# Aucun son avec l'Apple TV



## MacPinpon (8 Octobre 2010)

Bonjour à tous,

Je cherche de l'aide!!! 

J'ai fais l'acquisition cette semaine de la nouvelle apple TV et d'un cable HDMI Belkin. Je branche tout ce beau monde sur ma tv LCD LG (réf 32LG3500) et là pas de son. Image nickel, connexion wifi nickel, connexion macbook pro nickel mais pas de son. Impossible de trouver le réglage qui va bien pour avoir le son. 

J'ai testé toutes les recommandations d'Apple et j'ai vérifié que ma télé était compatible.... Donc maintenant j'ai plus d'idées pour trouver le problème.

J'en appel donc à la communauté de la pomme à me proposer des solutions!

Merci d'avance.


----------



## kangaroos (8 Octobre 2010)

plusieurs problème possible : 
- le cable HDMI est vieux et n'est pas cablé pour le son (on rigole pas ça arrive  )
- l'appletv ne support pas les codec audio (film officiel apple ou converti ?)

## DONNÉES FOURNIES
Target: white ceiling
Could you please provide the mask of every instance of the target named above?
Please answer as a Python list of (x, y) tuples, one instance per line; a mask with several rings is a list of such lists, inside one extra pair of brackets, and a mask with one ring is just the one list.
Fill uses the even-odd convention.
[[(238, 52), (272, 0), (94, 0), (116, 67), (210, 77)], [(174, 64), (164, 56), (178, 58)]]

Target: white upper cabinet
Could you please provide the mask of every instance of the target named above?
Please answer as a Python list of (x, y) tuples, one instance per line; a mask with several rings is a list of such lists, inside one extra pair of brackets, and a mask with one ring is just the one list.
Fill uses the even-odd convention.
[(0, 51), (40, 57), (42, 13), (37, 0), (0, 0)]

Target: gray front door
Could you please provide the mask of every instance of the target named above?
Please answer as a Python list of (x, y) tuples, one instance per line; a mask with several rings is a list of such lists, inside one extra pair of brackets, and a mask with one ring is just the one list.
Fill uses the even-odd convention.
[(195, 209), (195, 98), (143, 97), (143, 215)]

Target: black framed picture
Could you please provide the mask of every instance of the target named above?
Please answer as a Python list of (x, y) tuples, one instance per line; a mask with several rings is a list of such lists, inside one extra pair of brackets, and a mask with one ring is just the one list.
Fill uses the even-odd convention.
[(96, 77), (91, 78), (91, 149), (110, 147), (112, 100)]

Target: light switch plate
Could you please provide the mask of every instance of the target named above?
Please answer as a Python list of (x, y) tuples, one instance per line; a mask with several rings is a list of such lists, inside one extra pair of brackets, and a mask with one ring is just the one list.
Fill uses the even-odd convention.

## CONSIGNES
a – Dans la discussion sur l'Apple TV sans son, quelle est la référence de la télévision LG utilisée ?
b – Dans les rangées, reprenez le passage qui va de la ligne contenant "Target: gray front door" jusqu'à la ligne contenant "[(96, 77), (91, 78), (91, 149), (110, 147), (112, 100)]", ces deux lignes comprises. Décalez de 120 chaque coordonnée des réponses et laissez les demandes intactes.
La discussion et les rangées proviennent de sources distinctes.

## CORRIGÉS
a – La référence de la télévision est 32LG3500.

b –
Target: gray front door
Could you please provide the mask of every instance of the target named above?
Please answer as a Python list of (x, y) tuples, one instance per line; a mask with several rings is a list of such lists, inside one extra pair of brackets, and a mask with one ring is just the one list.
Fill uses the even-odd convention.
[(315, 329), (315, 218), (263, 217), (263, 335)]

Target: black framed picture
Could you please provide the mask of every instance of the target named above?
Please answer as a Python list of (x, y) tuples, one instance per line; a mask with several rings is a list of such lists, inside one extra pair of brackets, and a mask with one ring is just the one list.
Fill uses the even-odd convention.
[(216, 197), (211, 198), (211, 269), (230, 267), (232, 220)]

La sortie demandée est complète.